Face à ses fusains datant des années 1990, dont l’un s’inspire de Poussin, on découvre enfin Fonds d’actualité, commentant la réélection du Président Chirac en 2002, avec un score «à l’africaine» (plus de 80% des voix face à Le Pen). Hervé Télémaque y parodie encore nos préjugés sur les peuples noirs, en ranimant la figure du nègre joyeux, tout en jetant un regard ironique sur les secousses ébranlant les démocraties occidentales. En dernier lieu, on observe une grande toile abstraite aux couleurs éclatantes, Le Moine Comblé, réalisée par l’artiste au cours des derniers mois et venant rendre un vibrant hommage à Arshile Gorky, maître de l’abstraction que le jeune Télémaque découvrit à son arrivée à New York. Un joli clin d’œil nous permettant de boucler la boucle, en somme.

[Données recueillies]
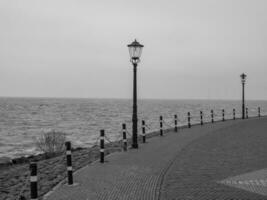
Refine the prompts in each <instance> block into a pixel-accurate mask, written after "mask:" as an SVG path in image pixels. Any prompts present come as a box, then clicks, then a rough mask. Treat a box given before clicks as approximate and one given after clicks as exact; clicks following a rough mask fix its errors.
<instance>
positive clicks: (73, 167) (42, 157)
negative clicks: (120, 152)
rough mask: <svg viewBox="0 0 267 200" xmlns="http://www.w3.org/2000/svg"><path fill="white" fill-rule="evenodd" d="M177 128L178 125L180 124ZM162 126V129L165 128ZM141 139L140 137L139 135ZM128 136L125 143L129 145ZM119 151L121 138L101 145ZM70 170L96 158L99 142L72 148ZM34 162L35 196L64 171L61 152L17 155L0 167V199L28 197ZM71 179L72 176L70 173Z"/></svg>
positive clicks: (45, 191) (148, 135)
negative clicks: (56, 153)
mask: <svg viewBox="0 0 267 200" xmlns="http://www.w3.org/2000/svg"><path fill="white" fill-rule="evenodd" d="M180 128H181V127H180ZM168 131H169V130H165V131H164V132H168ZM156 135H159V132H158V131H157V132H152V133H149V134H147V138H149V137H153V136H156ZM139 139H140V140H141V138H139ZM130 142H131V141H130V139H129V140H128V144H129V146H130ZM118 151H122V143H121V141H115V142H110V143H108V144H106V145H105V154H106V155H108V154H110V153H113V152H118ZM72 152H73V153H72V163H73V170H74V171H77V170H78V169H80V168H82V167H84V166H86V165H88V164H90V163H92V162H94V161H96V160H98V159H99V146H93V147H91V148H77V149H73V150H72ZM31 161H35V162H37V164H38V171H37V172H38V196H39V197H42V196H43V195H44V194H46V193H47V192H49V191H51V190H52V189H53V188H54V187H55V186H56V185H57V184H58V183H59V182H61V181H62V180H64V179H65V178H66V175H67V173H66V172H67V171H66V156H65V154H61V155H57V156H55V157H53V158H49V159H45V156H44V155H43V154H40V155H37V156H29V157H23V158H18V159H16V160H15V161H12V163H13V164H12V163H10V164H6V165H3V166H2V167H0V182H1V186H0V200H14V199H19V197H20V196H23V197H25V198H26V199H30V181H29V179H30V176H29V175H30V171H29V163H30V162H31ZM74 179H75V177H74Z"/></svg>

#### Vos consignes:
1. D'après l'extrait fourni, à quel artiste la toile Le Moine Comblé rend-elle hommage ?
2. Transforme en tableau Markdown les lignes du listing, du début jusqu'à la ligne contenant « positive clicks: (73, 167) (42, 157) » incluse, avec une colonne N° et une colonne Ligne, sans les lignes vides. Laisse les images de côté.

#### Réponses attendues:
1. À Arshile Gorky.

2.
| N° | Ligne |
|---|---|
| 1 | Refine the prompts in each <instance> block into a pixel-accurate mask, written after "mask:" as an SVG path in image pixels. Any prompts present come as a box, then clicks, then a rough mask. Treat a box given before clicks as approximate and one given after clicks as exact; clicks following a rough mask fix its errors. |
| 2 | <instance> |
| 3 | positive clicks: (73, 167) (42, 157) |